START Given data

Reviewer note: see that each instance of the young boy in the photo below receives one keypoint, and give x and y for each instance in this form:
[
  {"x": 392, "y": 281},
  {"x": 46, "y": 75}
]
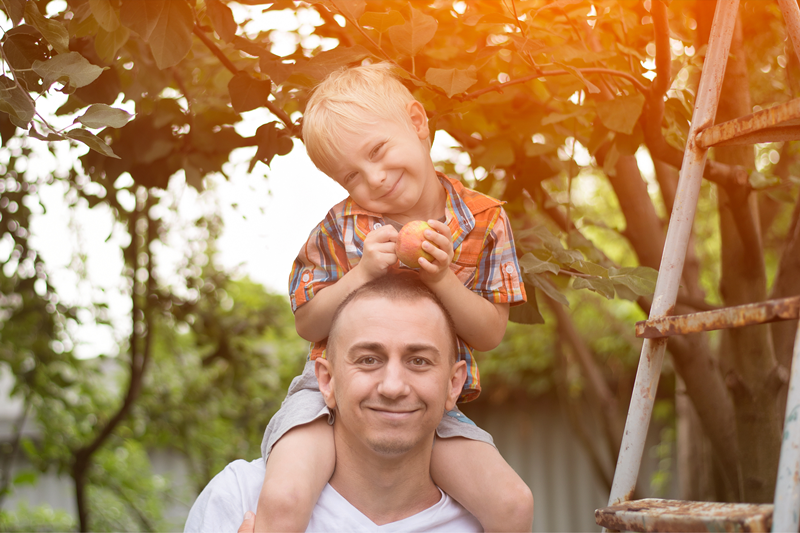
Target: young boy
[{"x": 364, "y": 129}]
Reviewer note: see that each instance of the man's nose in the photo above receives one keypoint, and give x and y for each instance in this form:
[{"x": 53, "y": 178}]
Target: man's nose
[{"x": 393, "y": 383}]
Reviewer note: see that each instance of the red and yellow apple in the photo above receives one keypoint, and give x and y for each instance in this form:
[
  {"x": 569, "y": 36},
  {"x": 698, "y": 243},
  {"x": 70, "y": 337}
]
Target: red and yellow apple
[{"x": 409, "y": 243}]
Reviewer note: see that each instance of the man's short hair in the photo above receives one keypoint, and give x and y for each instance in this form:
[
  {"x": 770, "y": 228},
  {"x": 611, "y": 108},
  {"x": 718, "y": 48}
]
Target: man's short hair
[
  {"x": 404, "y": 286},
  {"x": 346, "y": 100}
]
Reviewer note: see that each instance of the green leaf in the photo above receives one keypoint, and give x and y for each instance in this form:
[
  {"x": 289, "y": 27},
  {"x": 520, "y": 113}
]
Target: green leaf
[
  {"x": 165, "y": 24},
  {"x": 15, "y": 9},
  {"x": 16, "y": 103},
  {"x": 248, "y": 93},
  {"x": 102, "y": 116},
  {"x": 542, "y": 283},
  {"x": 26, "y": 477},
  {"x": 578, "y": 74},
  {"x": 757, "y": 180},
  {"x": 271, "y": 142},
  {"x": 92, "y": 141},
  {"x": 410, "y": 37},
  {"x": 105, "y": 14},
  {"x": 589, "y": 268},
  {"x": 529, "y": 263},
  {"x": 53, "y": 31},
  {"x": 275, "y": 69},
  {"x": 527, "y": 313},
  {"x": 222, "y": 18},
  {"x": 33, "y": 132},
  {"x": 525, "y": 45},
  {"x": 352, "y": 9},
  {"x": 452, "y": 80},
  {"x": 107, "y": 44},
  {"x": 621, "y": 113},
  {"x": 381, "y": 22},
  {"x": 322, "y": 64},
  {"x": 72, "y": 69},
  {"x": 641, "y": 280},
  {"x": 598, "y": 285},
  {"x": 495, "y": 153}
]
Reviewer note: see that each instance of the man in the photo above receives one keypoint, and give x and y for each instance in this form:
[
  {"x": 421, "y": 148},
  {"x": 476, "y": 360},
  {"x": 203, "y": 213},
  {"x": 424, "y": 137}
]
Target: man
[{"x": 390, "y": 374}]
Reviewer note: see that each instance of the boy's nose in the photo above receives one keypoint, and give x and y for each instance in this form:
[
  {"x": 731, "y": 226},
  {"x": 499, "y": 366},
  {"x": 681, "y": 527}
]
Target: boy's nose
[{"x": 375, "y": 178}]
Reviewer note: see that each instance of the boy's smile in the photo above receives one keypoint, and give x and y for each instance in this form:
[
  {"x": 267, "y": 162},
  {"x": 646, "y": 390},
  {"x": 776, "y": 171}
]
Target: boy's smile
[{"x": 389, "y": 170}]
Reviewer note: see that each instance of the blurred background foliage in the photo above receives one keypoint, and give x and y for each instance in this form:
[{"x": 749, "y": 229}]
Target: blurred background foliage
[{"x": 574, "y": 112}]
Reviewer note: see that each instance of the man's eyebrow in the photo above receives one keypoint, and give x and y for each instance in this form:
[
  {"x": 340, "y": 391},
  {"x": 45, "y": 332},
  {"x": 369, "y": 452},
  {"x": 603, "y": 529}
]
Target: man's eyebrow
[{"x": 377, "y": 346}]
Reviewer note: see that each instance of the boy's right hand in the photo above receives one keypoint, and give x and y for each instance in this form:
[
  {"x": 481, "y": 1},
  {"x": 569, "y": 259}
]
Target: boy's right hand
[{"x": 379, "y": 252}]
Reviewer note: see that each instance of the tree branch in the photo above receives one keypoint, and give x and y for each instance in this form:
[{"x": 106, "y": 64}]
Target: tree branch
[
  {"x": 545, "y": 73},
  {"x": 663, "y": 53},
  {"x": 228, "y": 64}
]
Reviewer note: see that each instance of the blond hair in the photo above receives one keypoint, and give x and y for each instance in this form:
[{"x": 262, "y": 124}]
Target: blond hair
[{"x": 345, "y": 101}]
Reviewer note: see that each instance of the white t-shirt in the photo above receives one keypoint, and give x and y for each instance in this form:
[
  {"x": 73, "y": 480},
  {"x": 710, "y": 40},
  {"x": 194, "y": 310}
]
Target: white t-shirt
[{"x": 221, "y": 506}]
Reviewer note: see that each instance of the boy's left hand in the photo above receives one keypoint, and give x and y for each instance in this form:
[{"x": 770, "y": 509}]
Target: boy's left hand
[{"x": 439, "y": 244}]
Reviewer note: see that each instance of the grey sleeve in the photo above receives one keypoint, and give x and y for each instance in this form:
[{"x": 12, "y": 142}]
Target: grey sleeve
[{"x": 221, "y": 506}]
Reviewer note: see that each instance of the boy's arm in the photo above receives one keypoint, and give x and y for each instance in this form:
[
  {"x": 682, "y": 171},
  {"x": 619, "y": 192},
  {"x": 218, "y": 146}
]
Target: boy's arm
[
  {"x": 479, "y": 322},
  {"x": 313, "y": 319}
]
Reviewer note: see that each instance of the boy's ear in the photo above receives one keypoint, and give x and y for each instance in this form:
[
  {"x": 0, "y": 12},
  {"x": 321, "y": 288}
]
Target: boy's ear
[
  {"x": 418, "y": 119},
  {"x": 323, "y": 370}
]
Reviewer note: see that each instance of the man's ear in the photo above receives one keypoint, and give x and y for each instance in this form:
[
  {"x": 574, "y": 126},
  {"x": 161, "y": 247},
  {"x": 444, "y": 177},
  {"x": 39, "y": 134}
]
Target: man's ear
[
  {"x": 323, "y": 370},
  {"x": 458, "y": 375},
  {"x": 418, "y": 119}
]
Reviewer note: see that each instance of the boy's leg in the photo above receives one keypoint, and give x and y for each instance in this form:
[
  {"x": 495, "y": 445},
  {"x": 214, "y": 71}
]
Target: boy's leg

END Given data

# Aim of the exercise
In the copy, include no pictures; transcribe every record above verbatim.

# Result
Reviewer note: see that each instance of the young boy in the photo below receives one keypoint, and give x and y for each instance in this form:
[
  {"x": 392, "y": 281},
  {"x": 46, "y": 75}
]
Target: young boy
[{"x": 364, "y": 129}]
Reviewer note: see that each instance of the man's nose in the photo above receives one keypoint, and give x and y for each instance in this form:
[{"x": 53, "y": 178}]
Target: man's nose
[{"x": 393, "y": 383}]
Reviewer note: see that each instance of the red and yellow apple in the photo above receives one keypoint, and give x and y for each instance in this form:
[
  {"x": 569, "y": 36},
  {"x": 698, "y": 243},
  {"x": 70, "y": 337}
]
Target: red and yellow apple
[{"x": 409, "y": 243}]
Reviewer note: see that each instance of the man's short hair in the photo above receives one keypoint, and give x and y for each instance in this form:
[
  {"x": 770, "y": 228},
  {"x": 611, "y": 108},
  {"x": 718, "y": 48}
]
Target: man's short hair
[
  {"x": 404, "y": 286},
  {"x": 346, "y": 100}
]
Reviewer note: see that each instance of the green leaf in the photo above receives one keypoint, and give x and y for each instance in this form:
[
  {"x": 289, "y": 27},
  {"x": 520, "y": 113}
]
Target: green leaf
[
  {"x": 165, "y": 24},
  {"x": 15, "y": 9},
  {"x": 16, "y": 103},
  {"x": 248, "y": 93},
  {"x": 102, "y": 116},
  {"x": 542, "y": 283},
  {"x": 26, "y": 477},
  {"x": 578, "y": 74},
  {"x": 757, "y": 180},
  {"x": 271, "y": 142},
  {"x": 92, "y": 141},
  {"x": 410, "y": 37},
  {"x": 105, "y": 14},
  {"x": 589, "y": 268},
  {"x": 529, "y": 263},
  {"x": 53, "y": 31},
  {"x": 275, "y": 69},
  {"x": 527, "y": 313},
  {"x": 222, "y": 18},
  {"x": 33, "y": 132},
  {"x": 525, "y": 45},
  {"x": 352, "y": 9},
  {"x": 452, "y": 80},
  {"x": 107, "y": 44},
  {"x": 621, "y": 113},
  {"x": 381, "y": 22},
  {"x": 322, "y": 64},
  {"x": 72, "y": 69},
  {"x": 641, "y": 280},
  {"x": 598, "y": 285},
  {"x": 495, "y": 153}
]
Reviewer note: see that each instance of the man in the photo above receives one keypoint, and give x and y for each instance in this form:
[
  {"x": 421, "y": 148},
  {"x": 476, "y": 360},
  {"x": 203, "y": 213},
  {"x": 424, "y": 137}
]
Target: man
[{"x": 390, "y": 374}]
Reviewer note: see that each instance of the boy's nose in the photo above receives one keypoint, and give x and y for each instance in this form:
[
  {"x": 731, "y": 226},
  {"x": 499, "y": 366},
  {"x": 681, "y": 527}
]
Target: boy's nose
[{"x": 375, "y": 178}]
Reviewer note: see that each instance of the boy's smile in the photo above receives one keypoint, and give x and y for each instance in this form:
[
  {"x": 267, "y": 162},
  {"x": 646, "y": 390},
  {"x": 776, "y": 171}
]
Target: boy's smile
[{"x": 389, "y": 170}]
Reviewer note: see that each instance of the blurred background foliage in the photo above receives one keypoint, and give x and y for each instance in this form:
[{"x": 749, "y": 229}]
Target: blurred background foliage
[{"x": 574, "y": 112}]
Reviewer note: see that each instance of the man's eyebrow in the photo above receives one keypoint, and give x and y for each instance in this form:
[
  {"x": 340, "y": 391},
  {"x": 45, "y": 332},
  {"x": 369, "y": 452},
  {"x": 603, "y": 529}
]
Target: man's eyebrow
[{"x": 377, "y": 346}]
Reviewer note: see that each instance of the boy's right hand in the photo above receives one keypoint, and give x and y for each instance in this form:
[
  {"x": 481, "y": 1},
  {"x": 569, "y": 259}
]
Target: boy's right hand
[{"x": 379, "y": 252}]
Reviewer note: see that each instance of the tree branch in the photo above receives one keypoint, and give x and y for each instance in this form:
[{"x": 106, "y": 64}]
Target: tree branch
[
  {"x": 545, "y": 73},
  {"x": 663, "y": 53},
  {"x": 228, "y": 64}
]
Reviewer note: see that each instance of the blond hair in the photo above receives one keypoint, and give x and y for each instance in this form:
[{"x": 262, "y": 124}]
Target: blond hair
[{"x": 345, "y": 101}]
Reviewer note: see that each instance of the white t-shirt in the photo above receives one keypoint, and give x and y for each instance in this form:
[
  {"x": 73, "y": 480},
  {"x": 710, "y": 40},
  {"x": 194, "y": 310}
]
Target: white t-shirt
[{"x": 221, "y": 506}]
Reviewer note: see that each instance of the boy's left hand in the photo above receives one keypoint, and give x and y for each instance in this form:
[{"x": 770, "y": 509}]
Target: boy's left hand
[{"x": 439, "y": 244}]
Reviewer note: see that each instance of the grey sleeve in the photo above receives one keypoint, and give x and y for each instance in this form:
[{"x": 12, "y": 142}]
Target: grey sleeve
[{"x": 221, "y": 506}]
Reviewer note: see that each instance of the boy's arm in the photo above receives one keypoint, and give x and y for each instance in this form:
[
  {"x": 682, "y": 171},
  {"x": 619, "y": 192},
  {"x": 218, "y": 146}
]
Target: boy's arm
[
  {"x": 479, "y": 322},
  {"x": 313, "y": 319}
]
Reviewer note: see that each instance of the boy's ear in the photo above receives one keypoint, and give x and y for each instance in this form:
[
  {"x": 0, "y": 12},
  {"x": 321, "y": 288}
]
Target: boy's ear
[
  {"x": 418, "y": 119},
  {"x": 323, "y": 370}
]
Reviewer note: see that each instance of the man's ear in the photo above receives one keypoint, and give x and y for each instance in this form:
[
  {"x": 574, "y": 126},
  {"x": 161, "y": 247},
  {"x": 444, "y": 177},
  {"x": 39, "y": 134}
]
Target: man's ear
[
  {"x": 323, "y": 370},
  {"x": 458, "y": 375},
  {"x": 418, "y": 119}
]
Reviewer note: see that each instance of the boy's leg in the photo above receives one keypoint, and give x and y for each instance in this form:
[
  {"x": 495, "y": 445},
  {"x": 214, "y": 71}
]
Target: boy's leg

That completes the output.